DATA:
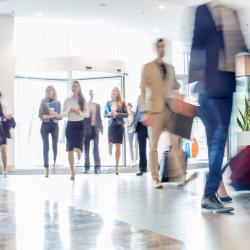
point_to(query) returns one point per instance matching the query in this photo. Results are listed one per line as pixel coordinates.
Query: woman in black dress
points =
(49, 113)
(3, 136)
(116, 111)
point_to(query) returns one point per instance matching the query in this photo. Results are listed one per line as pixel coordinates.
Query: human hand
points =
(146, 119)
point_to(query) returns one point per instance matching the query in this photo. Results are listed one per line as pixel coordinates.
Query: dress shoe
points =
(214, 204)
(140, 173)
(226, 198)
(179, 178)
(157, 184)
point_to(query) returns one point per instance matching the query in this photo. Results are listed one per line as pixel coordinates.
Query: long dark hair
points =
(81, 100)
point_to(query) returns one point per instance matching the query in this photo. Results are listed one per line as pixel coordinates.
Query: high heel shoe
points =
(46, 172)
(226, 198)
(72, 177)
(116, 171)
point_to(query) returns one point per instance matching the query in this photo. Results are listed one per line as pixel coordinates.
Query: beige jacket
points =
(155, 92)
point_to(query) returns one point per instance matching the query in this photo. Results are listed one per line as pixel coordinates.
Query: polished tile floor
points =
(114, 212)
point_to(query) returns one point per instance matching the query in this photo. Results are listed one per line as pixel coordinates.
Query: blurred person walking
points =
(142, 135)
(75, 109)
(49, 113)
(157, 89)
(217, 39)
(92, 127)
(116, 111)
(132, 136)
(6, 122)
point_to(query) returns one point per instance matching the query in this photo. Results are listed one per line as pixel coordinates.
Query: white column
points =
(7, 71)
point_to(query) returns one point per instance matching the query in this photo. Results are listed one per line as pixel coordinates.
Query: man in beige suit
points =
(157, 87)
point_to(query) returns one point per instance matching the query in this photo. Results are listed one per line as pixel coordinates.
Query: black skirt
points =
(3, 138)
(115, 134)
(74, 135)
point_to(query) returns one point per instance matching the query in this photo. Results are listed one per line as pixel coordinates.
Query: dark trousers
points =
(215, 114)
(142, 134)
(95, 137)
(46, 129)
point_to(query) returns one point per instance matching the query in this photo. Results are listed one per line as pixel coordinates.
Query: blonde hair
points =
(50, 87)
(119, 99)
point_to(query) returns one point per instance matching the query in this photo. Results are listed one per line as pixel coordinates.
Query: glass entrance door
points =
(102, 88)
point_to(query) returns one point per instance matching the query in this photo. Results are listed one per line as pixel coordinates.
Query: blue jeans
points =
(215, 113)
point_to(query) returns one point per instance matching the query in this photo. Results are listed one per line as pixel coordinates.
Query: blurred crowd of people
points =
(217, 39)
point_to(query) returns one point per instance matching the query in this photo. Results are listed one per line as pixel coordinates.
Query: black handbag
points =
(179, 124)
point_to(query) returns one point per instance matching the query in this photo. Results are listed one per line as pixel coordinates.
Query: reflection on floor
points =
(114, 212)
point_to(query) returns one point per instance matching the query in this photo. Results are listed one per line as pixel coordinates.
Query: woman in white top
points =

TASK GOAL: Write out each entry above once more, exactly as written, and drop the pictures.

EXERCISE ANSWER:
point_to(query) returns one point per instance matching the query in this photo. Results are listed one per line as pixel coordinates.
Query: woman in black dress
points =
(49, 113)
(3, 136)
(116, 111)
point_to(query) returns one point per instance matching the query in this photo. Results are listed one per line as pixel coordinates.
Query: human hand
points =
(146, 119)
point_to(query) returns one point per instance matching the query in this photo. Results are listed one per line as pixel coordinates.
Query: dress shoe
points =
(214, 204)
(140, 173)
(226, 198)
(179, 178)
(157, 184)
point_to(query) returns one point per instance matching the query in this photo. Results are listed one per line as pixel coordinates.
Query: long dark hair
points =
(81, 100)
point_to(query) returns one point per instance matching the query in this photo. Results are listed one per line as pixel coordinates.
Query: high heel shoe
points =
(46, 172)
(226, 198)
(72, 177)
(116, 171)
point_to(query) returns one point per instance matching the query in this photo. Results are listed one per line as pixel coordinates.
Query: beige jacket
points =
(155, 92)
point_to(query) returns one point per instance matching the query in this photo. Results are listed one per line as pixel coordinates.
Query: polished tile floor
points =
(114, 212)
point_to(query) returns one point per instance matching the query in this photo. Results are listed one per line as pixel coordinates.
Query: blurred person walking
points =
(142, 135)
(75, 109)
(49, 113)
(157, 89)
(217, 39)
(92, 127)
(116, 111)
(132, 136)
(6, 122)
point_to(query) returns one point per instance matching the query in this photo. Results are listed one per line as pixel coordinates.
Query: white column
points =
(7, 71)
point_to(query) returns one point per instance matching the query in this photo. Results are listed one per line as pixel coordinates.
Query: man in beige suit
points =
(157, 87)
point_to(query) returns one point per instance matching the query in this photo. Results are listed one per line as pixel coordinates.
Query: black skirt
points =
(3, 138)
(115, 134)
(74, 135)
point_to(query) returns one point per instance matching the query in this photo. Results are listed one per line as pixel coordinates.
Query: dark trousers
points =
(215, 114)
(142, 134)
(95, 137)
(46, 129)
point_to(query) returns one point per instance matching the query in this photo. Results are listed one per line as pixel coordinates.
Query: blonde hair
points =
(50, 87)
(119, 99)
point_to(query) returns one point per instance matching the query in this photo. Results are listed one per line as pixel coordinates.
Query: glass entrance door
points =
(102, 88)
point_to(query) returns one point per instance matching the query in this photo. Results are listed one per line as pixel coordinates.
Query: blue jeans
points =
(215, 113)
point_to(query) returns one point per instance matching the query in this photo. Results are listed one per line as pixel coordinates.
Query: blurred crowd of people
points =
(217, 39)
point_to(query) returns one point per instance matching the query in this photo. Results are listed one per line as pixel coordinates.
Query: black handbag
points =
(179, 124)
point_to(query) returns one point per instance matching the query in this photo. Results are listed one per line as pixel coordinates.
Query: reflection on floor
points =
(114, 212)
point_to(query) returns one point per instance matching the query in this photo. Results are listed one per line as pixel coordinates.
Query: woman in white top
points =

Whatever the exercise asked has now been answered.